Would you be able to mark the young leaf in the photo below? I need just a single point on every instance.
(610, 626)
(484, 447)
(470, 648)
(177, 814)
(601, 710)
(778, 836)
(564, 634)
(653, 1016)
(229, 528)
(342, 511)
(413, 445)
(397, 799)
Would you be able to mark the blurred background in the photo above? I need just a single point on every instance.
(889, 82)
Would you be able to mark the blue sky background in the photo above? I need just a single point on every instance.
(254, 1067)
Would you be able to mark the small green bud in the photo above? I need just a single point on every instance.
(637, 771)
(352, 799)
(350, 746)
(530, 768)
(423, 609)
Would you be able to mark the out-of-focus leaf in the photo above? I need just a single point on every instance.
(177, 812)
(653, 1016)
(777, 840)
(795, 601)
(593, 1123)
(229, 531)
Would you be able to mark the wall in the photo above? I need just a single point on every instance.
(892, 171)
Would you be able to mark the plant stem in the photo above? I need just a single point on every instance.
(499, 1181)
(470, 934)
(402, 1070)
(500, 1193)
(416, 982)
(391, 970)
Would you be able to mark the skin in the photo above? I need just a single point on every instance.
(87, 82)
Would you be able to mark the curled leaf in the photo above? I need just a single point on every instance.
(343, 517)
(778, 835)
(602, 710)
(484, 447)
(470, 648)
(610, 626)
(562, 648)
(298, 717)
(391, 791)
------------------------------------------------------------
What is needed -> Your task is to retype all of the records exactly.

Expected answer ->
Would you be able to mark the young leaf in the photo below? I need just a single point on every instance.
(610, 626)
(484, 447)
(470, 648)
(177, 814)
(601, 710)
(778, 836)
(564, 634)
(653, 1016)
(229, 528)
(342, 511)
(413, 445)
(397, 799)
Would you be able to mark the blurred background in the photo above? I need just a single point on every instance.
(889, 82)
Would you be able to mark the blue sky background in the photo above? I need just a single point on every instance.
(254, 1067)
Would you be able to mark the small green bud in the photo above? I need just a single point on every instance.
(637, 771)
(352, 799)
(350, 746)
(530, 768)
(423, 609)
Would you be able to mark the out-of-focus leaf in the photo above? I need just a single point on every instance.
(177, 812)
(653, 1016)
(777, 840)
(795, 601)
(593, 1123)
(229, 531)
Would you be able to mark the wall in the photo above? I need just a single point on every instance.
(892, 171)
Would you be able to mark the plant stem in the photo above? I need just a single point on every instance.
(499, 1181)
(470, 934)
(402, 1070)
(500, 1193)
(416, 982)
(391, 970)
Would you be able to mark the skin in the photo above? I need just a single point on every instance.
(87, 82)
Would you be able to mark the curled leaf in the photo above? I need just a single point on every instance.
(343, 517)
(778, 835)
(602, 710)
(484, 447)
(470, 648)
(610, 626)
(562, 648)
(298, 717)
(391, 791)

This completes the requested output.